• [Task list]:
1 – Copy word for word the stretch of the passage on antebellum arms laws from "Unlike the gun" through "a black person.".
2 – Report every line in the records that contains the word "white".

• [Text excerpt]:
+++++
Unlike the gun control laws passed after the Civil War, these antebellum
statutes were for blacks alone. In Maryland, these prohibitions went so
far as to prohibit free blacks from owning dogs without a license, and
authorizing any white to kill an unlicensed dog owned by a free black,
for fear that blacks would use dogs as weapons. Mississippi went
further, and prohibited any ownership of a dog by a black person.
[5]
Understandably, restrictions on slave possession of arms go back a
very long way. While arms restrictions on free blacks predate it,
these restrictions increased dramatically after Nat Turner's Rebellion
in 1831, a revolt that caused the South to become increasingly
irrational in its fears. [6] Virginia's
response to Turner's Rebellion prohibited free blacks "to keep or carry
any firelock of any kind, any military weapon, or any powder or lead..."
The existing laws under which free blacks were occasionally licensed to
possess or carry arms was also repealed, making arms possession
completely illegal for free blacks. [7] But
even before this action by the Virginia Legislature, in the aftermath of
Turner's Rebellion, the discovery that a free black family possessed
lead shot for use as scale weights, without powder or weapon in which to
fire it, was considered sufficient reason for a frenzied mob to discuss
summary execution of the owner. [8] The
analogy to the current hysteria where mere possession of ammunition in
some states without a firearms license may lead to jail time, should be
obvious.
One example of the increasing fear of armed blacks is the 1834 change
to the Tennessee Constitution, where Article XI, 26 of the 1796
Tennessee Constitution was revised from: "That the freemen of this State
have a right to keep and to bear arms for their common defence,"
[9] to: "That the free white men of
this State have a right to keep and to bear arms for their common
defence." [10] [emphasis added] It is not
clear what motivated this change, other than Turner's bloody
insurrection. The year before, the Tennessee Supreme Court had
recognized the right to bear arms as an individual guarantee, but there
is nothing in that decision that touches on the subject of race.
[11]
Other decisions during the antebellum period were unambiguous about
the importance of race. In State v. Huntly (1843), the North Carolina
Supreme Court had recognized that there was a right to carry arms
guaranteed under the North Carolina Constitution, as long as such arms
were carried in a manner not likely to frighten people.
+++++
• [Material provided]:
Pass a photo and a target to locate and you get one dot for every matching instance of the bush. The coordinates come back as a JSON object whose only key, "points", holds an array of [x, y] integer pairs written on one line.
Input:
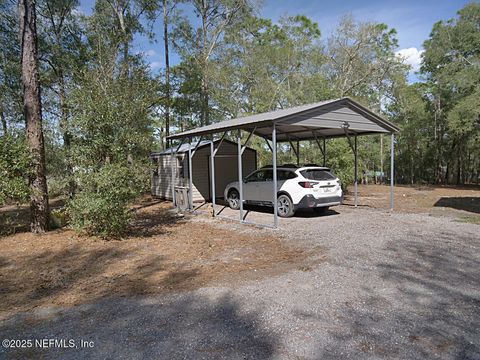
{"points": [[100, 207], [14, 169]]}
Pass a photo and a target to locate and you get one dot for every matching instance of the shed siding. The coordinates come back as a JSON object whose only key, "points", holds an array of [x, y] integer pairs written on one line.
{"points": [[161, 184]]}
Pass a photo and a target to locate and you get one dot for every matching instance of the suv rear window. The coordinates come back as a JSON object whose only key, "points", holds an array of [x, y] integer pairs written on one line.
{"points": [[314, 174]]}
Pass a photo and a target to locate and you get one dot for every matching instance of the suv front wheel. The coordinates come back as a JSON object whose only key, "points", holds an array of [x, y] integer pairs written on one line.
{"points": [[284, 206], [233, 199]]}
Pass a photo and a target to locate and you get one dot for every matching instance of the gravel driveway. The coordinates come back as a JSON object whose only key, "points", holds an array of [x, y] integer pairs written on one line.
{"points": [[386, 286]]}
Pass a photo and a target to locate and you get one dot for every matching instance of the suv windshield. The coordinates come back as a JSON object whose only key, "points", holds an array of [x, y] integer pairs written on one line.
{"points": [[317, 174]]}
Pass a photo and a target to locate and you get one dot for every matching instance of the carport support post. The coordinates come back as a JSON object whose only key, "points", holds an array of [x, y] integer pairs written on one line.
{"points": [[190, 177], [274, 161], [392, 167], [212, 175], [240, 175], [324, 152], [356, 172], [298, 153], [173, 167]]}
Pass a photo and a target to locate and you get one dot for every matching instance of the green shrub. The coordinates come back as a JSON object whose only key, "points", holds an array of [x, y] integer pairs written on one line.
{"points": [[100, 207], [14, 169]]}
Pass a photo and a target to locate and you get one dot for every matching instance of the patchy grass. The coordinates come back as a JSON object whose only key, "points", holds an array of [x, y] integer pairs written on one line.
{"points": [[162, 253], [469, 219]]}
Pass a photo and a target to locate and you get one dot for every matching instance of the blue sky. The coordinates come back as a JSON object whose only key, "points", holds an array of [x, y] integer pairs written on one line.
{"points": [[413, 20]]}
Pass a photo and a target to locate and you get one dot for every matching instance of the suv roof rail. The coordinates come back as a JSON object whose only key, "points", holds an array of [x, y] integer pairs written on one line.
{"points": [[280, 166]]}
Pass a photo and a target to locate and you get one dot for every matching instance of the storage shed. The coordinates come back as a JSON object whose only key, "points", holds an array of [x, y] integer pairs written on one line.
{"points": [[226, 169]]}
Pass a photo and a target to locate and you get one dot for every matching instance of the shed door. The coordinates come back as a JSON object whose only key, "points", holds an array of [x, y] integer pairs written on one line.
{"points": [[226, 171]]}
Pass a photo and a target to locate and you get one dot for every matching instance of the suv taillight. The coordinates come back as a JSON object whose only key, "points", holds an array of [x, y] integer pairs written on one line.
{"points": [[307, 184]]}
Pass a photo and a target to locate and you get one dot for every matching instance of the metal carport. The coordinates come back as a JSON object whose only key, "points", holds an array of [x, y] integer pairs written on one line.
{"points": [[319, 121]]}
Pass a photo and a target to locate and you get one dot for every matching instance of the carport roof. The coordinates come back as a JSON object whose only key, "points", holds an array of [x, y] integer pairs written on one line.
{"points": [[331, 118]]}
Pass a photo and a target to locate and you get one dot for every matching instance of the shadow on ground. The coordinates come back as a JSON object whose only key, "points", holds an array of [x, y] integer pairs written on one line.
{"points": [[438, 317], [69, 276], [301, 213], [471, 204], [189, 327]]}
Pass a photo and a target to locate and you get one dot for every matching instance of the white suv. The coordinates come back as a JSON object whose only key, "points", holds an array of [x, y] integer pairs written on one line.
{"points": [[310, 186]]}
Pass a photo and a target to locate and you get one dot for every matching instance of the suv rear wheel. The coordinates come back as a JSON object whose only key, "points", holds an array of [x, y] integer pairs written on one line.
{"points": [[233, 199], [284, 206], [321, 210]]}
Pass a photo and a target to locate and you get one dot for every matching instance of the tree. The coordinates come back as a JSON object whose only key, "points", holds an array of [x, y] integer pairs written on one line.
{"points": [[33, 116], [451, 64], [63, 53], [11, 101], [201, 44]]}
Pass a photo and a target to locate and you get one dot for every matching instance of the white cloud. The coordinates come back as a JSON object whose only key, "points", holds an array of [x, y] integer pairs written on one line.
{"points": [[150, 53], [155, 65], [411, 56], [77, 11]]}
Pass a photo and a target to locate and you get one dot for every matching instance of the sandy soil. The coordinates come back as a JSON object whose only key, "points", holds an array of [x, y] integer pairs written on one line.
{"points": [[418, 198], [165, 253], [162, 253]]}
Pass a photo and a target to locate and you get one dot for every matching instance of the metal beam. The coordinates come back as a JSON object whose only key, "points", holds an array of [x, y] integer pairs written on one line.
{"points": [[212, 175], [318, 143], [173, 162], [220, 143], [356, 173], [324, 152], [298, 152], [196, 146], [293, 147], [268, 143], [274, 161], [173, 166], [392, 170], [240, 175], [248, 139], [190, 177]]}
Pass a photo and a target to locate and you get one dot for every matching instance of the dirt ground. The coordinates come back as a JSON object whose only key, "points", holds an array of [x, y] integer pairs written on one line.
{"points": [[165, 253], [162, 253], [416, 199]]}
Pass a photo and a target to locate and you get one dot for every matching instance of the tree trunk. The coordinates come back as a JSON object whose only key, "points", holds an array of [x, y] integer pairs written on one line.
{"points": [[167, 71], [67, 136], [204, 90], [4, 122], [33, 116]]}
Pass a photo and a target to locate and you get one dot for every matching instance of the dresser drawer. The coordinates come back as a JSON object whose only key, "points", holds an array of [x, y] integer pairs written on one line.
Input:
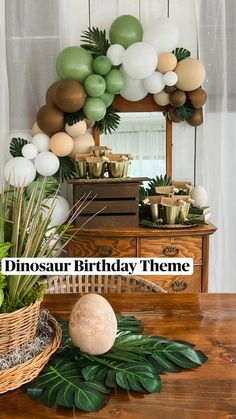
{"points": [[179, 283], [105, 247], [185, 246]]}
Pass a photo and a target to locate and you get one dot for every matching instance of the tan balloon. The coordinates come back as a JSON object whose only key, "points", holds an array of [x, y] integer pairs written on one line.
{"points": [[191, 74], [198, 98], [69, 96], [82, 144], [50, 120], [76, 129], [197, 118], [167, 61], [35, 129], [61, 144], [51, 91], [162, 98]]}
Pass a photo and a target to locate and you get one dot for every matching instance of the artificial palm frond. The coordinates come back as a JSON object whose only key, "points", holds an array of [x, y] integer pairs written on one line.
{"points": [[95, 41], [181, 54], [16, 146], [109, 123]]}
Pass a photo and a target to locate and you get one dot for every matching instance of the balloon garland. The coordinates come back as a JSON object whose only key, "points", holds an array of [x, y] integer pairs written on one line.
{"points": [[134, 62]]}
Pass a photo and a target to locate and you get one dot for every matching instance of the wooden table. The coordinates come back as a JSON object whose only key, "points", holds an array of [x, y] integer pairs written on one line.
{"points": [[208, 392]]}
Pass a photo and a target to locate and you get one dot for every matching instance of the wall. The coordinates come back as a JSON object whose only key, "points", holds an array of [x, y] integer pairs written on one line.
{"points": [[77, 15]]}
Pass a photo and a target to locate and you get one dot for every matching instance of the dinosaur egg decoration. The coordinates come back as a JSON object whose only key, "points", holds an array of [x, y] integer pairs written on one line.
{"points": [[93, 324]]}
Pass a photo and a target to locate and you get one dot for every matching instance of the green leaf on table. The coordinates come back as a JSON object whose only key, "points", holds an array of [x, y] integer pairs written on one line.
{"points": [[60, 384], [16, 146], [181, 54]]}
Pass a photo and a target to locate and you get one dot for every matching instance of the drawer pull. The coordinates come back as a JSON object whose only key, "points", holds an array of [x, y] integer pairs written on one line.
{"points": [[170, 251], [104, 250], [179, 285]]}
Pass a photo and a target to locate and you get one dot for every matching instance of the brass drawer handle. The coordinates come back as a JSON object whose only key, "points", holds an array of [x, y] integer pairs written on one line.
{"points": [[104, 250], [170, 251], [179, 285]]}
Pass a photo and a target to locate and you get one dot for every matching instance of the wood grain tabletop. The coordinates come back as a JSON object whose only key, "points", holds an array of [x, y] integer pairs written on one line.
+++++
• [Solutions in order]:
1 –
Unlike the gun control laws passed after the Civil War, these antebellum
statutes were for blacks alone. In Maryland, these prohibitions went so
far as to prohibit free blacks from owning dogs without a license, and
authorizing any white to kill an unlicensed dog owned by a free black,
for fear that blacks would use dogs as weapons. Mississippi went
further, and prohibited any ownership of a dog by a black person.

2 –
Pass a photo and a target to locate and you get one dot for every matching instance of the white suv. The coordinates come back as a JSON object whose only key, "points", holds an array of [x, y] integer pairs written on one line.
Pass a photo and a target to locate and you get one dot for every matching instance of the white cloud. The coordinates come back as a JSON object whose only key, "points", holds an array of [x, y] integer pairs written on one line.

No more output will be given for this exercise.